╭──

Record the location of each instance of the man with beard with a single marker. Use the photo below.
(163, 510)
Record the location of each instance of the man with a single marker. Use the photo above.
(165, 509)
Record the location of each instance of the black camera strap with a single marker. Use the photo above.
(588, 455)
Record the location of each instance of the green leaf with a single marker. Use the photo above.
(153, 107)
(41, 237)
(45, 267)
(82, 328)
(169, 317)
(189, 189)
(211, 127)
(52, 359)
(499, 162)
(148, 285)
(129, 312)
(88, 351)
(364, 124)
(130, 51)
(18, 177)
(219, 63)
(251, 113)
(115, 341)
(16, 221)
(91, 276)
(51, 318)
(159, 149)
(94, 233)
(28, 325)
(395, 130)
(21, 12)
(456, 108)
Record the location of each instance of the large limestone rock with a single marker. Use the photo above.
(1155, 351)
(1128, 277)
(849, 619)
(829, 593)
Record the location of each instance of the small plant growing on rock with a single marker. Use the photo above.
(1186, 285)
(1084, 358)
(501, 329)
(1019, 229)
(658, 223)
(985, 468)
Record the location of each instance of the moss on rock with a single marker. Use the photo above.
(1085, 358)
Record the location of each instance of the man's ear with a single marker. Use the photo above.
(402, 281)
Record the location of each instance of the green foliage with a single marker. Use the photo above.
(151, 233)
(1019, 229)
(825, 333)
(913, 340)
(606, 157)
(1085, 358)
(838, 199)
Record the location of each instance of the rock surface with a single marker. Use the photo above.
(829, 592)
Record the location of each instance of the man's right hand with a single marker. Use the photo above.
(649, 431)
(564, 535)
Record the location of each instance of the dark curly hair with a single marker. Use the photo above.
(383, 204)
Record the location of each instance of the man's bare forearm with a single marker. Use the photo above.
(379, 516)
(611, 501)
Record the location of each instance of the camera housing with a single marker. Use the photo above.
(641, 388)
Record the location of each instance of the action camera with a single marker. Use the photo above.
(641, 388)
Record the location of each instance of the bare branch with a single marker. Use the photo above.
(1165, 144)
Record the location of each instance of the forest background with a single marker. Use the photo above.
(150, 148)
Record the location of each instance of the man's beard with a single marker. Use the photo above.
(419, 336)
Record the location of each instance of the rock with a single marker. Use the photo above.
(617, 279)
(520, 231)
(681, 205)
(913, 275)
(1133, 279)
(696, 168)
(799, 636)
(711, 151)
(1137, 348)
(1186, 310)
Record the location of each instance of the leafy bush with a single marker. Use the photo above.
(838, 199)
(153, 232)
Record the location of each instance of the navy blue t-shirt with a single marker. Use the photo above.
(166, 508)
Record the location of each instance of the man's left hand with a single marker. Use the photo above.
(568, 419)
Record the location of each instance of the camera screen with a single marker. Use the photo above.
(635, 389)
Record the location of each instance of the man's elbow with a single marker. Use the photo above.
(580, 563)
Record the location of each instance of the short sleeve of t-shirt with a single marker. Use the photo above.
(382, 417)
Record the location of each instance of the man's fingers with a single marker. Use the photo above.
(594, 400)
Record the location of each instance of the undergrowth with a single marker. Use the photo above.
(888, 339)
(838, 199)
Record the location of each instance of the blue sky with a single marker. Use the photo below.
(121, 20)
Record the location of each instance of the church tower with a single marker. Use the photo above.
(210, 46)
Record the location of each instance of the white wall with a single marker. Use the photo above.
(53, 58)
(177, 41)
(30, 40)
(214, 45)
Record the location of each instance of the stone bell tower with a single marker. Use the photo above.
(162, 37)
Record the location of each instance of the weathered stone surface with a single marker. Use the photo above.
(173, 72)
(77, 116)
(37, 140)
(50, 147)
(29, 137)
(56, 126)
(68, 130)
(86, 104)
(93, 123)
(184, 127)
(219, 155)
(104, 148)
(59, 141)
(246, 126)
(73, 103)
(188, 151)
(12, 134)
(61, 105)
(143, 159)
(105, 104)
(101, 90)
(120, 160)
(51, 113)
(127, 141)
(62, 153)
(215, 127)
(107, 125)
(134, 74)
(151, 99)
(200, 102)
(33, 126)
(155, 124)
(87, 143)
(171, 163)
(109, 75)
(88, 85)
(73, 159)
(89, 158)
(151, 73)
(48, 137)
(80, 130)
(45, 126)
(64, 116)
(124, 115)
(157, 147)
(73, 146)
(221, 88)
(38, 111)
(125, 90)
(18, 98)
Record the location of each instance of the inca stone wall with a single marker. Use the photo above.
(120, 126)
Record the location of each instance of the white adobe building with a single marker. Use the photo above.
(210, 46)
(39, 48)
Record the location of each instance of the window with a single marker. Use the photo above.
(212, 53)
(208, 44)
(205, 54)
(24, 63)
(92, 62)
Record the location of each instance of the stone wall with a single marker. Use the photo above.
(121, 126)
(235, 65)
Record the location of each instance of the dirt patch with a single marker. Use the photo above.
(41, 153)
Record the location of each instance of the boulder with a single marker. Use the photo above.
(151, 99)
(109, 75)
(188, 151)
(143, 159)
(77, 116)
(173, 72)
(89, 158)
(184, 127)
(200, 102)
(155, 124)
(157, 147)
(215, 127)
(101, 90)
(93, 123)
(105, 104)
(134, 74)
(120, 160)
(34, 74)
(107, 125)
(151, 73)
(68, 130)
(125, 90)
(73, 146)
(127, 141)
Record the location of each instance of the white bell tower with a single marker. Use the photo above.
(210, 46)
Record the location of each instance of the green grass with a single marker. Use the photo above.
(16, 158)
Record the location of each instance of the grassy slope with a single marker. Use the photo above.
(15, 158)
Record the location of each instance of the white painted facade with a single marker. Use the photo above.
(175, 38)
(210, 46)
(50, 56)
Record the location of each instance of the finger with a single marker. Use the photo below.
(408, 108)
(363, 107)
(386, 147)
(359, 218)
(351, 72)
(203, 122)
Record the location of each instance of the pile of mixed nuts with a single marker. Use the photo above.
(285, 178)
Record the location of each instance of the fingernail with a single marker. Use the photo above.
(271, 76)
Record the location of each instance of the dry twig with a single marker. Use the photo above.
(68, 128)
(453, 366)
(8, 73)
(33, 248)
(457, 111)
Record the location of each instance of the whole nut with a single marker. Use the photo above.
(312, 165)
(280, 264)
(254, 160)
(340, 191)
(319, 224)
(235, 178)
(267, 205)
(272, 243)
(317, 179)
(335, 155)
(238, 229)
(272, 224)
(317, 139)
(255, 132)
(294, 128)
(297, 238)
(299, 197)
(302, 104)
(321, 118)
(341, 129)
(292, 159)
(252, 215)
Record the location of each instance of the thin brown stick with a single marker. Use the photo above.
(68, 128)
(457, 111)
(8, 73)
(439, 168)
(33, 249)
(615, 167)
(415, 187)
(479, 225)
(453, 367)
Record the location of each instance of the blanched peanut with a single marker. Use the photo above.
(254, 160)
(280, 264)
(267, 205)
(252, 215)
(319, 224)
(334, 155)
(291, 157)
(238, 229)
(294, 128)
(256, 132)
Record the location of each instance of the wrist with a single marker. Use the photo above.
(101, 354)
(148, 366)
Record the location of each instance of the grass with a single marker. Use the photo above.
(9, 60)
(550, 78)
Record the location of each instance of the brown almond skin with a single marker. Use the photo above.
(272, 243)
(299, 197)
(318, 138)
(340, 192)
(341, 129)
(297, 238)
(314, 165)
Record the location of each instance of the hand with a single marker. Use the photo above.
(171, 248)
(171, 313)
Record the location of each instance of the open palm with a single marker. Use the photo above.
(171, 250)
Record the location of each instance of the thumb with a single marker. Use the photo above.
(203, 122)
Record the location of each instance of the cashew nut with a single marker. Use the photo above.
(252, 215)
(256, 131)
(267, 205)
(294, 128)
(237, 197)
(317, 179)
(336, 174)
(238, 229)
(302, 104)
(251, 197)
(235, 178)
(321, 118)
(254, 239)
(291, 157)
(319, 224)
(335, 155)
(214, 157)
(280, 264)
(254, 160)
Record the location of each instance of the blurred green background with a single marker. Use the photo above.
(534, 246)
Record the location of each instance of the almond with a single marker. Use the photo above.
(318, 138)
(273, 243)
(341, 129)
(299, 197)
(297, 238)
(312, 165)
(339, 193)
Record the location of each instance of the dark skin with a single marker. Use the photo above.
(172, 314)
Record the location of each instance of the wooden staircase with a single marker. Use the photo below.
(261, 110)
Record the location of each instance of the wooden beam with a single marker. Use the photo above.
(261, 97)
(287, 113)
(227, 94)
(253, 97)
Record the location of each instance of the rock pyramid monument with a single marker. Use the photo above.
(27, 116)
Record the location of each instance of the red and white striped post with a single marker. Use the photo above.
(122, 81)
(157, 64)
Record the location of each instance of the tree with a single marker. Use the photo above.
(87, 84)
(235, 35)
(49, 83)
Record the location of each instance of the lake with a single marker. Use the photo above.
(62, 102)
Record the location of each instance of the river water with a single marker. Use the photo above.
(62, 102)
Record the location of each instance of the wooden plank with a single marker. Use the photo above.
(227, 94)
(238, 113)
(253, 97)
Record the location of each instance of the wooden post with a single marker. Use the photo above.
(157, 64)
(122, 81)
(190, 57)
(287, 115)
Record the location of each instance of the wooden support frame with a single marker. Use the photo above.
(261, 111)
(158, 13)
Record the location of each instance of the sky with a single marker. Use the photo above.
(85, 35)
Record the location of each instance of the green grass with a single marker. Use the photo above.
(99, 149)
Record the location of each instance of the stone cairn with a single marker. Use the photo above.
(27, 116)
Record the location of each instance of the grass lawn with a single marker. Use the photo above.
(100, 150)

╰──

REQUIREMENT: Up to and including the last line of the material, reproduce every line exactly, beginning with the one that contains "Record the location of each instance of the red" and adding nothing else.

RESULT OF THE TASK:
Record the location of each instance of the red and white striped post with a single marker. Use the photo above.
(122, 81)
(157, 64)
Record the location of each instance of the tree with a single marker. Use the photo above.
(87, 84)
(235, 35)
(49, 83)
Record the location of each instance of the lake with a single marker. Use the photo above.
(62, 102)
Record the location of each instance of the river water with a single marker. Use the photo above.
(62, 102)
Record the location of each instance of the wooden plank with a single marker. Use the photo above.
(227, 94)
(238, 113)
(253, 97)
Record the location of each instance of the wooden post with a single marker. Use the photo above.
(157, 64)
(122, 81)
(190, 57)
(287, 115)
Record the location of each instance of the wooden support frame with a single marker. Use the photo above.
(261, 111)
(158, 13)
Record the location of each instance of the sky with a single marker. Use the photo above.
(85, 35)
Record the location of each instance of the green grass with a single marker. Use the photo above.
(99, 149)
Record the location of each instance of the stone cairn with a single marker. Use the photo above.
(27, 116)
Record the location of each instance of the grass lawn with a single marker. Use the photo above.
(100, 150)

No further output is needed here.